**Aim of the exercise:**
Answer these three questions from the excerpt on the NBA in China:
1. Which two teams were scheduled to meet in Shanghai on Oct. 10?
2. What position did Daryl Morey hold?
3. In China, how are the Hong Kong protests viewed?

If there was ever any uncertainty to the question of whether sports could be separated from politics, there was no clearer answer than the NBA’s debacle last week in China.
Hours before the Brooklyn Nets and Los Angeles Lakers were set to go head to head in an exhibition game in Shanghai on Oct. 10, it was still unclear whether the match would happen at all—and it was because of a single tweet.
Chinese fans, who have long been basketball crazy, were looking forward to the so-called China Games, which were heavily promoted in Shanghai. The exhibition games were a reminder of the clout that the Chinese market now wielded 30 years after the NBA first entered the market.
But things came to a head after Houston Rockets general manager Daryl Morey posted on Twitter in support of Hong Kong protesters on Oct. 4.
The tweet was quickly deleted but not before generating a maelstrom in China, where the Hong Kong protests are viewed as an issue of sovereignty.

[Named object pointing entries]
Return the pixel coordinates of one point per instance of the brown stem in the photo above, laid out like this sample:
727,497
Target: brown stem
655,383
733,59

**Task answer:**
1. The Brooklyn Nets and the Los Angeles Lakers.
2. General manager of the Houston Rockets.
3. As an issue of sovereignty.